PROBLEM TO SOLVE. Output verbatim the line with "the police uniform shirt" together with every line beneath it, ending at the last line of the entries.

Referring expression data

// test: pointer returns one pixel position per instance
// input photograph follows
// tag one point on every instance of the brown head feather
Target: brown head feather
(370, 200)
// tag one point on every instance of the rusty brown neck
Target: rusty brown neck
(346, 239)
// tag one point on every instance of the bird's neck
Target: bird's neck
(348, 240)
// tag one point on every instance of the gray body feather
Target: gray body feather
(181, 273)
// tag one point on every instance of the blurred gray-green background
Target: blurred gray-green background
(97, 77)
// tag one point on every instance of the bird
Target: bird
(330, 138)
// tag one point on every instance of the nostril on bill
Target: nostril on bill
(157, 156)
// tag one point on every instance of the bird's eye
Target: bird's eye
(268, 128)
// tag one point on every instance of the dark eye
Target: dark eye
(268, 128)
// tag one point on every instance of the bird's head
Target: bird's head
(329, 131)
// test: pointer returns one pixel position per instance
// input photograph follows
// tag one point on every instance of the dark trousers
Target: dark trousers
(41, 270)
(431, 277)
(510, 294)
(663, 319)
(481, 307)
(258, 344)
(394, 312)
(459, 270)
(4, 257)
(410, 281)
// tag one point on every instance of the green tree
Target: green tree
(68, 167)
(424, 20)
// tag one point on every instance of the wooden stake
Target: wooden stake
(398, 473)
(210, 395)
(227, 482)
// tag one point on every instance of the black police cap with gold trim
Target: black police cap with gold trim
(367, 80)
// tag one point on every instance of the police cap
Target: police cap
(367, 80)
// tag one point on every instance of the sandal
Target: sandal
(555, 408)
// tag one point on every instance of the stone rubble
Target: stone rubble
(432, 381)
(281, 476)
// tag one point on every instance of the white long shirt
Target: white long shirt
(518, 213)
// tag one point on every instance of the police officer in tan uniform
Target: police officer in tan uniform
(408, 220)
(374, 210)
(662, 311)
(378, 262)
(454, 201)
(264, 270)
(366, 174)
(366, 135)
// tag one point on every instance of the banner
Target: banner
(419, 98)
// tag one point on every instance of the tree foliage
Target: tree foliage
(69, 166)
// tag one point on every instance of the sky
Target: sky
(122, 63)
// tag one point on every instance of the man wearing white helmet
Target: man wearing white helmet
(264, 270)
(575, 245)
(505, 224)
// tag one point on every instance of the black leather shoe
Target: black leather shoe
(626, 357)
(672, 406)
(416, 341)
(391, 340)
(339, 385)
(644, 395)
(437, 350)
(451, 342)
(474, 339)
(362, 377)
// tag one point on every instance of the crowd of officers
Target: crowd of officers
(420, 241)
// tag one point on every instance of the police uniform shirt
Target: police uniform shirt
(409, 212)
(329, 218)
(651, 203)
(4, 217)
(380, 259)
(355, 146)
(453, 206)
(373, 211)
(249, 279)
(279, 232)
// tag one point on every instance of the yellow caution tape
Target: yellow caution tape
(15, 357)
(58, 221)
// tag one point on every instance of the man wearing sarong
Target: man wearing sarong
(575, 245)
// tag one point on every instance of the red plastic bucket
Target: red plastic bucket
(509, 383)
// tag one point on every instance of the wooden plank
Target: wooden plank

TASK ANSWER.
// tag one point on every instance of the police uniform shirt
Target: police uniform shirt
(409, 212)
(329, 218)
(651, 203)
(4, 217)
(380, 259)
(355, 146)
(453, 206)
(373, 211)
(249, 279)
(279, 232)
// tag one point on every instance of the yellow caution tape
Target: yellow caution tape
(15, 357)
(58, 221)
// tag one point on every instance of the man wearing sarong
Target: man wearing sarong
(575, 245)
// tag one point on every instance of the red plastic bucket
Target: red plastic bucket
(509, 383)
// tag one point on every instance of the wooden plank
Target: wooden plank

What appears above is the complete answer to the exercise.